**WORK TASK 1:** Check each statement against the embassy report on China's remote sensing ground station below, and answer yes or no, quoting the deciding words of the report exactly. (a) The Station has a staff of 200. (b) The Station currently sells European and Japanese satellite data. (c) Sino-U.S. cooperation on remote sensing began with an agreement signed in 1985.
**WORK TASK 2:** Carry on the embassy report on China's remote sensing ground station below, starting after its final sentence.

**DOCUMENT SEGMENT:**
◇ ◇ ◇ ◇ ◇ ◇ ◇

UNITED24 - Make a charitable donation in support of Ukraine!

Space

PRC Landsat Serves Agriculture And Land Use Planners

A November 1997 Report from U.S. Embassy Beijing

Summary: The China Remote Sensing Satellite Ground Station uses LANDSAT-5, European and Japanese satellites imagery to support agricultural, city planning, and environmental research, but only LANDSAT-5 data is now sold. State Science and Technology Commission Remote Sensing D-G Zheng said LANDSAT's first major success in China was helping demonstrate that Tibet has enough arable land to feed it itself and that boosting land productivity, not increasing land area is the answer. Notes on a 1996 PRC demographer report on Tibet food imports are appended to this report. Zheng told ESTOFFs that although official statistics understate PRC arable land, PRC experts do not agree with foreign experts who say that one-third of arable land is missed. LANDSAT photos help the central government monitor local government compliance with strict 1997 State Council controls on agricultural land conversion. Zheng told ESTOFFs that efforts to merge satellite data with other information to create geographic information systems (GIS) have been frustrated by the unwillingness of ministries and local government to share information. Recent Fifteenth Party Congress reforms might enable private GIS companies to make sharing information profitable. A book of LANDSAT images presented to Embassy EST officers contained fine images of rural China and Beijing as well as Siberian port cities, Seoul and Kadena Air Force Base on Okinawa.

Sino-American Earth Resources Cooperation: Since 1979

Embassy Beijing Science Counselor and Science Officer on October 31 visited the Chinese Academy of Sciences China Remote Sensing Satellite Ground Station, the only earth resources satellite ground station in China. Pan Xizhe, Station director and his staff gave ESTOFFs a tour of the image processing, calibration against maps, and storage facilities of the Station. Zheng Lizhong, Deputy Director-General, State Science and Technology Commission Dept. of Fundamental Research and High Tech along with Pan and the Station staff explained how China uses remote sensing to monitor flooding, to help assess Tibet's ability to feed itself, to measure the amount of arable land, and to check local compliance with central government land use regulations. The Station which has a staff of 200 (including 40 professors and associate professors and 20 postgraduate students), including a receiving station at the Miyun Reservoir in suburban Beijing, has operated for ten years. The station receives, processes, distributes and archives satellite data. The Sino-U.S. Chinese cooperation on remote sensing began with an agreement that Deng Xiaoping and President Carter signed in 1979.

◇ ◇ ◇ ◇ ◇ ◇ ◇

**DATA EXTRACTS:**

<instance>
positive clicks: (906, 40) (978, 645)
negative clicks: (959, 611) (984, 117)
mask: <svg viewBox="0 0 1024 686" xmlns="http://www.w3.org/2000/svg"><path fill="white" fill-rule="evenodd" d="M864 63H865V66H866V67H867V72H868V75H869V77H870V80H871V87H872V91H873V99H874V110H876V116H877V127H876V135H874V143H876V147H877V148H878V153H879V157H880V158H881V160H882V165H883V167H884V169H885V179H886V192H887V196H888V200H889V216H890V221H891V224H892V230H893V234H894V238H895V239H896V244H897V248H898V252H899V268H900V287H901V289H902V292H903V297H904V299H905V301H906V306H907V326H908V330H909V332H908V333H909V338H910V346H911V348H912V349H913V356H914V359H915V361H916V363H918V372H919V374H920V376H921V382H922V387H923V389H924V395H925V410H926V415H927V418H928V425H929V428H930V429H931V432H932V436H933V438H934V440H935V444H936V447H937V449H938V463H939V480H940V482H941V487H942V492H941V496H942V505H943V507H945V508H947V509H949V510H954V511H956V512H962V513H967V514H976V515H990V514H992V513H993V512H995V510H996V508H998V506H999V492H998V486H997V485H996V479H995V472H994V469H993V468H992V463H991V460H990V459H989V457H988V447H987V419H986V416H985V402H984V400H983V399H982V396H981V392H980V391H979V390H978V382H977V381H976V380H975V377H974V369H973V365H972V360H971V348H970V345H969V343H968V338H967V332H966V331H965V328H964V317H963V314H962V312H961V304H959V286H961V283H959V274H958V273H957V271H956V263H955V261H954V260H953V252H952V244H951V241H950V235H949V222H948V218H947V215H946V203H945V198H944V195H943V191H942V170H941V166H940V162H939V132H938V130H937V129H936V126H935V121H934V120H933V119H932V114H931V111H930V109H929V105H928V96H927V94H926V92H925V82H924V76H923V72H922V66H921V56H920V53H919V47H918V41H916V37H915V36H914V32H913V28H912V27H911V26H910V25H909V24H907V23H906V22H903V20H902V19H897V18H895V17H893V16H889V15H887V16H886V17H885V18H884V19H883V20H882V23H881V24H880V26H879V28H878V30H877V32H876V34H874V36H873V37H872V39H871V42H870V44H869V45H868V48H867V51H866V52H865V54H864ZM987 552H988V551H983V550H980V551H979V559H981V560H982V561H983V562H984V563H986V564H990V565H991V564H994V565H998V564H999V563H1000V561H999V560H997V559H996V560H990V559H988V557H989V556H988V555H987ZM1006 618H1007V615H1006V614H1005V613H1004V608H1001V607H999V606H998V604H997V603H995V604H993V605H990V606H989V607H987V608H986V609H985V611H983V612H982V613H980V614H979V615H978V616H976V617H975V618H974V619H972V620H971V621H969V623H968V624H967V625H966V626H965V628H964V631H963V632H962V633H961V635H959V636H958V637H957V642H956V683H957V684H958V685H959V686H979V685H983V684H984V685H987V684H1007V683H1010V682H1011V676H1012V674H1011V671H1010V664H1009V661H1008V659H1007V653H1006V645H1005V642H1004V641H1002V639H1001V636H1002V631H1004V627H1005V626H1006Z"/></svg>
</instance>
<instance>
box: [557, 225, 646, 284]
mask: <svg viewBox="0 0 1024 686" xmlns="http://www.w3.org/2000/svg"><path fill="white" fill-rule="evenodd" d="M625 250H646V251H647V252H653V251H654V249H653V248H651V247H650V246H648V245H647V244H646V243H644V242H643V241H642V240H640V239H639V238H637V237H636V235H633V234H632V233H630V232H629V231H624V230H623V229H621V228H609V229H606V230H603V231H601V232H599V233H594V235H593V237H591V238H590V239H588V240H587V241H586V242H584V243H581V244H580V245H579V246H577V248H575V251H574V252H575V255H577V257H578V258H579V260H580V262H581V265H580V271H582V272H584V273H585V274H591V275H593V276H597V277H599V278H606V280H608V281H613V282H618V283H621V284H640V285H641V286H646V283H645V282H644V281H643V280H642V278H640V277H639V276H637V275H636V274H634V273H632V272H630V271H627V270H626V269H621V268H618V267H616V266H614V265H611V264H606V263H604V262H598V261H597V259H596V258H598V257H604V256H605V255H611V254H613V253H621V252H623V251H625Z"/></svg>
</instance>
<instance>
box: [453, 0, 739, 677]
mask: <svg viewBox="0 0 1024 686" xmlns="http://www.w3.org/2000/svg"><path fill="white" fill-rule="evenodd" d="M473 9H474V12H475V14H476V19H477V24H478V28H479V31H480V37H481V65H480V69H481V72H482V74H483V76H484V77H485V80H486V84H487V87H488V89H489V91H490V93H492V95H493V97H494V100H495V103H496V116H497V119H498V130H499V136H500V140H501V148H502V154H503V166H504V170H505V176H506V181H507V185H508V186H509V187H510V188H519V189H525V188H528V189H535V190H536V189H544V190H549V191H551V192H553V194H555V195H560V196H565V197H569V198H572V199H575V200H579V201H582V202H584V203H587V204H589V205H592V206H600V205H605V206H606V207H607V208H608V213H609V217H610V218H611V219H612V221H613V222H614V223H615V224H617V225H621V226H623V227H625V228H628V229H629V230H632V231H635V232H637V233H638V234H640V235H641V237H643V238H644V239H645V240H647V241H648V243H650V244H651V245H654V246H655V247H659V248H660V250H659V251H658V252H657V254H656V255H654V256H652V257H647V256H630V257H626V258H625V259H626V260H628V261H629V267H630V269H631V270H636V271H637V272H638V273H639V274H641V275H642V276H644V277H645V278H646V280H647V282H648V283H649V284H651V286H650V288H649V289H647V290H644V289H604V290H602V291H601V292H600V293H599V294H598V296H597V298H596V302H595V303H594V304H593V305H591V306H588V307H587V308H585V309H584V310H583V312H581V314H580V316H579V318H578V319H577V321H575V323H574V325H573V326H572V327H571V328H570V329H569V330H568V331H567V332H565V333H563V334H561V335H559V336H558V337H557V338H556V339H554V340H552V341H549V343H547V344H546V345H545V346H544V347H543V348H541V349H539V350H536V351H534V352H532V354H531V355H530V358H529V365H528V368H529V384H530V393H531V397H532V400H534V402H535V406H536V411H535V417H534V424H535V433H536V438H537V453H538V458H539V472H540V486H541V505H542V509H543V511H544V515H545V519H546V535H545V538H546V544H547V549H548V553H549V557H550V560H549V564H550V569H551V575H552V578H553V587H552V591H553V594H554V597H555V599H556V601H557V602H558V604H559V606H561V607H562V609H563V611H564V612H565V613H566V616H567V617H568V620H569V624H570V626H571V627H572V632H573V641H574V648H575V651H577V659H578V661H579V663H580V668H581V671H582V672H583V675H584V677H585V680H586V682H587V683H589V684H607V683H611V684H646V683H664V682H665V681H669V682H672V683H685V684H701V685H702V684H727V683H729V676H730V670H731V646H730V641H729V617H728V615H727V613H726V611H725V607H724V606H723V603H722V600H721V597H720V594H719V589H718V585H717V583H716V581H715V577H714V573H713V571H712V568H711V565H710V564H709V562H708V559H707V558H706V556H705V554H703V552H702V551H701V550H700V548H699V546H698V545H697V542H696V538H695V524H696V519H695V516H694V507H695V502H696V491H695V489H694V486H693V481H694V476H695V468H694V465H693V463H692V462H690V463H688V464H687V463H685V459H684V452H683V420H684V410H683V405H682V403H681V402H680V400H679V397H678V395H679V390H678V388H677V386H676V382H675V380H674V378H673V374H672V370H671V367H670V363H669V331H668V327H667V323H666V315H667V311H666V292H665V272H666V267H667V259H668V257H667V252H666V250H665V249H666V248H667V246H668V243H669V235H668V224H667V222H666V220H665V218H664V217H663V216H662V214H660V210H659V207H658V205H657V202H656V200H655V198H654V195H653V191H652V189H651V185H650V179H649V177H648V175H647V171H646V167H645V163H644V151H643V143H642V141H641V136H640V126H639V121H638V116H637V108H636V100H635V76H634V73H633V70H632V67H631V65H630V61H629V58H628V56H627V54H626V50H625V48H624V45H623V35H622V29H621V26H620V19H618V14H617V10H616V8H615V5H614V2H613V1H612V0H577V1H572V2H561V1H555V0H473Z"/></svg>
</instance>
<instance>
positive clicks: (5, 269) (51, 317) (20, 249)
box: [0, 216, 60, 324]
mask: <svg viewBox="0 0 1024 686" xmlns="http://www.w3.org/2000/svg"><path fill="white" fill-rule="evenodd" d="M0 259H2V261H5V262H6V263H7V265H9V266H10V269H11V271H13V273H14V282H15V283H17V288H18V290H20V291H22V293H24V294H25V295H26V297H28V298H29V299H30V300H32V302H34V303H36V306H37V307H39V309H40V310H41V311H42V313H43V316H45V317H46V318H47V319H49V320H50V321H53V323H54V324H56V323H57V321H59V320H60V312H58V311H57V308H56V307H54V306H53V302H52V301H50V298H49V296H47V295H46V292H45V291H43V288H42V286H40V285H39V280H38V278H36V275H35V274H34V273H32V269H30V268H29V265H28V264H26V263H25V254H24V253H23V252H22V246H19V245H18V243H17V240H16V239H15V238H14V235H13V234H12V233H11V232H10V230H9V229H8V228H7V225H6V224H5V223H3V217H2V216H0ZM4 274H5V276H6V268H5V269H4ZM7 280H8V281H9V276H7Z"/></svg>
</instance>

◇ ◇ ◇ ◇ ◇ ◇ ◇

**WRITTEN ANSWER 1:**
(a) Yes: "has a staff of 200 (including 40 professors and associate professors and 20 postgraduate students)"
(b) No: "but only LANDSAT-5 data is now sold"
(c) No: "began with an agreement that Deng Xiaoping and President Carter signed in 1979"

**WRITTEN ANSWER 2:**
U.S., French, European Union, and Japanese Earth Resources Satellites

The Station receives LANDSAT-5, Japanese JRS-1, French SPOT, European Union ERS 1 and 2, and Canadian satellite data. For now, the Station sells only U.S. LANDSAT data under an agreement with EOS, the LANDSAT data marketing company. The Station will add a second and third dish receiving antenna next year. The Station sells 185 sq. km 30-meter resolution LANDSAT-5 imagery to foreigners at the international standard price of USD 4300 and to Chinese customers at the subsidized price of RMB 8300 (USD 1000). LANDSAT-5, in a sun-synchronous orbit, covers the entire Earth in 150 km.-wide strips every 16 days so environmental researchers and planners can follow changes over time. The Station is upgrading its equipment to prepare for the launching of LANDSAT-7. The station in August 1997 finished systems integration for receiving Canadian synthetic aperture radar (SAR) imagery. A Canadian dollars 500,000 grant made possible an upgrade to receive Canadian synthetic aperture radar high resolution satellite imagery data which will soon be sold by customers who will browse gross images on the center web site now under construction (http://www.rsgs.ac.cn) to select a suitable scene. Station director Pan Xizhe told ESTOFF that China and Brazil are jointly developing the CBERS 20-meter resolution Earth resources survey satellite. Pan said that since low-Earth orbit Earth resources satellites would provide much better resolution, he hopes that such satellites will be launched eventually.

Who Buys LANDSAT-5 Photos from the Station?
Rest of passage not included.